**TASK INPUTS**:
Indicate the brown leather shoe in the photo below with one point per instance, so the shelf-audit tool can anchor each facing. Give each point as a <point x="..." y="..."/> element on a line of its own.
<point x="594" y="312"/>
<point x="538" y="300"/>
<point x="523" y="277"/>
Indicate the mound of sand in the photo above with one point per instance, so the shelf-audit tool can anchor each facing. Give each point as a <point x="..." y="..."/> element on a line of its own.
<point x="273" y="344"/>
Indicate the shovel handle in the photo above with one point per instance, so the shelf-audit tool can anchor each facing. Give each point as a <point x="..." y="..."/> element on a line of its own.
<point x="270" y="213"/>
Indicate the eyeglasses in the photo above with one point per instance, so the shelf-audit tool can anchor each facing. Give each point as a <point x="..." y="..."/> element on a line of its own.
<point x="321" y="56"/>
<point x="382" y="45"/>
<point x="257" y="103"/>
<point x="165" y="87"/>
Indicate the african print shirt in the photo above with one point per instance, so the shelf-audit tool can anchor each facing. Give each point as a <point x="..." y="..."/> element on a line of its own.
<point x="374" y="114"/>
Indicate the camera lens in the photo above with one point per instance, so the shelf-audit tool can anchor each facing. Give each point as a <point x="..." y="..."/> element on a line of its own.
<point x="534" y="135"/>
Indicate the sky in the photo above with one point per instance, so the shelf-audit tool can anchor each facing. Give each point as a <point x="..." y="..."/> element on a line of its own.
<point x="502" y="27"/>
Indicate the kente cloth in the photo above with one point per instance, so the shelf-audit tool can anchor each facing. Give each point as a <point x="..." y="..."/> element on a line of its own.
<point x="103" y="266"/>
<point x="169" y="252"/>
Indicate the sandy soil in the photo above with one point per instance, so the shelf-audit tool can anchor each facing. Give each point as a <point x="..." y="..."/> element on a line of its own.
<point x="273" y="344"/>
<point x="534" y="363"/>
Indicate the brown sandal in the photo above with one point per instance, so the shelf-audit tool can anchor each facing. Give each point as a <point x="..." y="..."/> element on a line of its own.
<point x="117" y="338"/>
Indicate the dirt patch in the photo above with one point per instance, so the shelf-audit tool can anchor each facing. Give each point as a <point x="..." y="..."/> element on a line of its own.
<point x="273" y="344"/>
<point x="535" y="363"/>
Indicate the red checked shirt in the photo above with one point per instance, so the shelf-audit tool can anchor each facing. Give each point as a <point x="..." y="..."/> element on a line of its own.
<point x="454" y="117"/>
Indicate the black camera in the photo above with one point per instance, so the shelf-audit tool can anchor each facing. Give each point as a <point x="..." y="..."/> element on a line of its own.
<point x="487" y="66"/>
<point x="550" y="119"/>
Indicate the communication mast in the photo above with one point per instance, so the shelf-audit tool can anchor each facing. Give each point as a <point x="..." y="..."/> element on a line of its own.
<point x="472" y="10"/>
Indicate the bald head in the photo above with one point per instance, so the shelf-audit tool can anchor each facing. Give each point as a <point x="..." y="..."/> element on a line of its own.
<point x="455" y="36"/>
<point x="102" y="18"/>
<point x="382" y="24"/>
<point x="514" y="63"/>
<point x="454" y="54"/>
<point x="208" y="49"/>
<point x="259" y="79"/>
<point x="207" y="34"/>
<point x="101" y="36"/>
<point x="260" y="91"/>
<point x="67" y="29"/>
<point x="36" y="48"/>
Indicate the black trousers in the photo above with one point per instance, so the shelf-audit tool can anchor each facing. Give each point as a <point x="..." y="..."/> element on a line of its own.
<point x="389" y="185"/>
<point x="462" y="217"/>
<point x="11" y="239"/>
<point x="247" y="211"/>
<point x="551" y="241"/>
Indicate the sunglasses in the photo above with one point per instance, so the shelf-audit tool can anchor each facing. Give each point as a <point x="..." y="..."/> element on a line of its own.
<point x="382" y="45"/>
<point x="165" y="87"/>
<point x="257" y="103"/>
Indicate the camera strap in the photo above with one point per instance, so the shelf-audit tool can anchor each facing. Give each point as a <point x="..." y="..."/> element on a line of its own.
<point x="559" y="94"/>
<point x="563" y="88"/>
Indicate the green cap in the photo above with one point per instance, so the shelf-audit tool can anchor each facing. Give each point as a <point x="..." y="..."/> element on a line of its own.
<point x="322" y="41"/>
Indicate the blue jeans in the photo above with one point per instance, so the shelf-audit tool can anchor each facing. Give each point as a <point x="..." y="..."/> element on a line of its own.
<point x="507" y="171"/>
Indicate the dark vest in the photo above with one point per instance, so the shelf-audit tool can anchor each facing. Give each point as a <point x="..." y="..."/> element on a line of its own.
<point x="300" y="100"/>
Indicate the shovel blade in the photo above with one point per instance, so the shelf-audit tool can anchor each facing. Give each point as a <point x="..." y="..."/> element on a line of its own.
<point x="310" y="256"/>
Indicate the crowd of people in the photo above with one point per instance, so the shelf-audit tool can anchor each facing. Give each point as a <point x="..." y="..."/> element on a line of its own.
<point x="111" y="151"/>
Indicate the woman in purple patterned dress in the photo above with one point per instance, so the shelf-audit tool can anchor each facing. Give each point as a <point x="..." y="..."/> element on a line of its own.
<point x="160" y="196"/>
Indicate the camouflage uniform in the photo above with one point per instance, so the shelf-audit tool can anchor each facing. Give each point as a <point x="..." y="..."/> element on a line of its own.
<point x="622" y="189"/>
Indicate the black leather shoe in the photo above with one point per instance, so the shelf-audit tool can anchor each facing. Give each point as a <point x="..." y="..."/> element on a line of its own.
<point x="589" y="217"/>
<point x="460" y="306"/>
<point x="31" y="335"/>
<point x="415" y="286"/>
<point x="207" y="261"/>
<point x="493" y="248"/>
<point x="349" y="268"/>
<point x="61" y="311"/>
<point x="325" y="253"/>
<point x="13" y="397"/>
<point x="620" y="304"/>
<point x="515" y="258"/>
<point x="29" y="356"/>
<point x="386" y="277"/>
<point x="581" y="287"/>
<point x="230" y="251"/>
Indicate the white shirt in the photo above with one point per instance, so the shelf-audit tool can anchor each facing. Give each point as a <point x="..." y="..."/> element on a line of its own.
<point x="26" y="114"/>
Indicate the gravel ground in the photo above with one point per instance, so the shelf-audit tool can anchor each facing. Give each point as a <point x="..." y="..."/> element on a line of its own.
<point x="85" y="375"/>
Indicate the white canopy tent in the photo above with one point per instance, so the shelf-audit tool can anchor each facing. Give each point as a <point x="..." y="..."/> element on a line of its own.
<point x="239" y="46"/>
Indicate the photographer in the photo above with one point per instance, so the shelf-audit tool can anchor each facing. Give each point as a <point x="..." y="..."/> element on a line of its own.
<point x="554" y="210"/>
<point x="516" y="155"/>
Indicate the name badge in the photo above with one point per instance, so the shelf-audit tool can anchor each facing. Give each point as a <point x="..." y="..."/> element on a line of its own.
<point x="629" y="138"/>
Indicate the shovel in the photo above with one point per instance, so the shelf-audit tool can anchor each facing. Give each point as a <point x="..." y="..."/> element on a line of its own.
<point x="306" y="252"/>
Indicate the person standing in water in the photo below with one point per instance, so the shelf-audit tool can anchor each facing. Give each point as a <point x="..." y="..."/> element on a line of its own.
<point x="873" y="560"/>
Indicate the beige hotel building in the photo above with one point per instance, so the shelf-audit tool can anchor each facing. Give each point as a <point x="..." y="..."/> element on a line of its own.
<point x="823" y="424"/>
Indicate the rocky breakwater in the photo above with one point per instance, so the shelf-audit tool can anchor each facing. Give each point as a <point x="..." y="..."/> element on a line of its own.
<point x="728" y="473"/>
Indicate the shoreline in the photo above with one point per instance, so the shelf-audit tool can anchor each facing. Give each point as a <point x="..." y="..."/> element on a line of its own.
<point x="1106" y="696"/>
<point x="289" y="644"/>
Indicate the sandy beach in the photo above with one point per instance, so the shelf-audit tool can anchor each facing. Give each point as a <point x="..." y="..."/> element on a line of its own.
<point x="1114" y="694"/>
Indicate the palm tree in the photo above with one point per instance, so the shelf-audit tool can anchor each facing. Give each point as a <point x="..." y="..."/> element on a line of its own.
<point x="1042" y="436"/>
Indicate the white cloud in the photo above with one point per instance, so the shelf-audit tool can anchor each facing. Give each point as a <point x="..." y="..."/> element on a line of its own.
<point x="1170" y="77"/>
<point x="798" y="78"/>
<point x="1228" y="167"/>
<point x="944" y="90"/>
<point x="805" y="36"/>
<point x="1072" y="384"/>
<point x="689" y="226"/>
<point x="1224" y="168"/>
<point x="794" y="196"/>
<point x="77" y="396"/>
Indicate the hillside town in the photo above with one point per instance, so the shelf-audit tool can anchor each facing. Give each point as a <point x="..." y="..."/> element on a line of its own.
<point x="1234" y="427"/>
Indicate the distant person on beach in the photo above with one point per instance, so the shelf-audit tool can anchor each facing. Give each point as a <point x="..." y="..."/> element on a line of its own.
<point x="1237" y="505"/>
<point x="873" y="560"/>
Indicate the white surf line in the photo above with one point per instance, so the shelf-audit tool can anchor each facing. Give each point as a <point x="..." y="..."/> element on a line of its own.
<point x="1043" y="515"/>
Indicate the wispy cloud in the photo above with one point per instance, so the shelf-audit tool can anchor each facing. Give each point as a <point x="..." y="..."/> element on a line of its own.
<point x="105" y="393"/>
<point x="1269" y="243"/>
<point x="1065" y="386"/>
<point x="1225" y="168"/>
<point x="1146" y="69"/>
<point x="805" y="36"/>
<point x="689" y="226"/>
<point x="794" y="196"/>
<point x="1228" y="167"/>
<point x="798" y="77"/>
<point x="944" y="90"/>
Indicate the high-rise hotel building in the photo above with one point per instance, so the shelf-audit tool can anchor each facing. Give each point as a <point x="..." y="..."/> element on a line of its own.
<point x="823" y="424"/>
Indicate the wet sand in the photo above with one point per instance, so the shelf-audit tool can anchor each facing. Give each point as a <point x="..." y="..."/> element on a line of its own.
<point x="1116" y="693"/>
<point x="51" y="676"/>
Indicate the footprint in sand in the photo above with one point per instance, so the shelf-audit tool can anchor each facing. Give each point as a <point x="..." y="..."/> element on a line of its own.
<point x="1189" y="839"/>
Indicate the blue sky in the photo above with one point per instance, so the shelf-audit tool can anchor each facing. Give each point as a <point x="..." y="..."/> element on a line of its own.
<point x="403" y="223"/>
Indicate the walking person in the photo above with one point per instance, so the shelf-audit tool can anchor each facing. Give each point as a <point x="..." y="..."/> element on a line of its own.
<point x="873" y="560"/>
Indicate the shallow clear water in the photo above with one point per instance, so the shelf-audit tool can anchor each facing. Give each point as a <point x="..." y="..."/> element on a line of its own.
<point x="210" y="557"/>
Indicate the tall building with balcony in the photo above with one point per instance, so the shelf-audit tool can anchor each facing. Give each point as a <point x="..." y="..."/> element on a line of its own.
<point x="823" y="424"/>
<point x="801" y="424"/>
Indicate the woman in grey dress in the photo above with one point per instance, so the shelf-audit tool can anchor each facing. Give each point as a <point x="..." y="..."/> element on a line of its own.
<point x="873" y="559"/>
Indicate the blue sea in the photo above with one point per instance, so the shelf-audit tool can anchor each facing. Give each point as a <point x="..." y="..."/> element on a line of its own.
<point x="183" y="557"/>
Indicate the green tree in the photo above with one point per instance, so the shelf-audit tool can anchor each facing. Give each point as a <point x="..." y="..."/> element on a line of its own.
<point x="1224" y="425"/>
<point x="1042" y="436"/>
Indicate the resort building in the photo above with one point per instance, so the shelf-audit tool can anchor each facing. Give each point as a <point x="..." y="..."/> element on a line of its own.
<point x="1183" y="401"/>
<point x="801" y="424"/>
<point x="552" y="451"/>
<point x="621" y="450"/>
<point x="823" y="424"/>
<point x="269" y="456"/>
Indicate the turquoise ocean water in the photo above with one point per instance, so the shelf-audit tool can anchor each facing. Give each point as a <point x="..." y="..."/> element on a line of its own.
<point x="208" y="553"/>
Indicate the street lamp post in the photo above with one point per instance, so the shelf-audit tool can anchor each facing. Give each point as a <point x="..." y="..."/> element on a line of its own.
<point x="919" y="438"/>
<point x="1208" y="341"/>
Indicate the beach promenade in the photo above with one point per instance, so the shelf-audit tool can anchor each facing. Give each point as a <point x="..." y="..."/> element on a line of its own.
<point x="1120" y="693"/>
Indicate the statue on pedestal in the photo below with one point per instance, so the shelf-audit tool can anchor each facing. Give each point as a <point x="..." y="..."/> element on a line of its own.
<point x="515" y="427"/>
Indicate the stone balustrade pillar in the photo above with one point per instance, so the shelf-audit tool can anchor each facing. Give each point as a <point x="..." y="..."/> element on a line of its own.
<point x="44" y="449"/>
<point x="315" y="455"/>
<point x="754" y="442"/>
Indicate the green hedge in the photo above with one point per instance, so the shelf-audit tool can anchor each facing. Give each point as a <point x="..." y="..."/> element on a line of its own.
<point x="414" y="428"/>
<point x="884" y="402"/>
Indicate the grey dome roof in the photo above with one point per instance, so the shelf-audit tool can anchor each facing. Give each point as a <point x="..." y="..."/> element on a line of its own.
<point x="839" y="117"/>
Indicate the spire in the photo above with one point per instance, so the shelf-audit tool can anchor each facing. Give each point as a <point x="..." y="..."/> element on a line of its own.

**TASK STATEMENT**: Reproduce word for word the lines of the material from the one containing "Indicate the grey" through the end of the material, both ends included.

**TASK ANSWER**:
Indicate the grey dome roof in the photo above with one point per instance, so the shelf-audit tool can anchor each facing. Give each point as a <point x="..." y="..."/> element on a line of its own.
<point x="839" y="117"/>
Indicate the spire in the photo above with one point per instance, so the shelf-audit tool can anchor each facing. Give each point as a <point x="..." y="..."/> element on a line of its own.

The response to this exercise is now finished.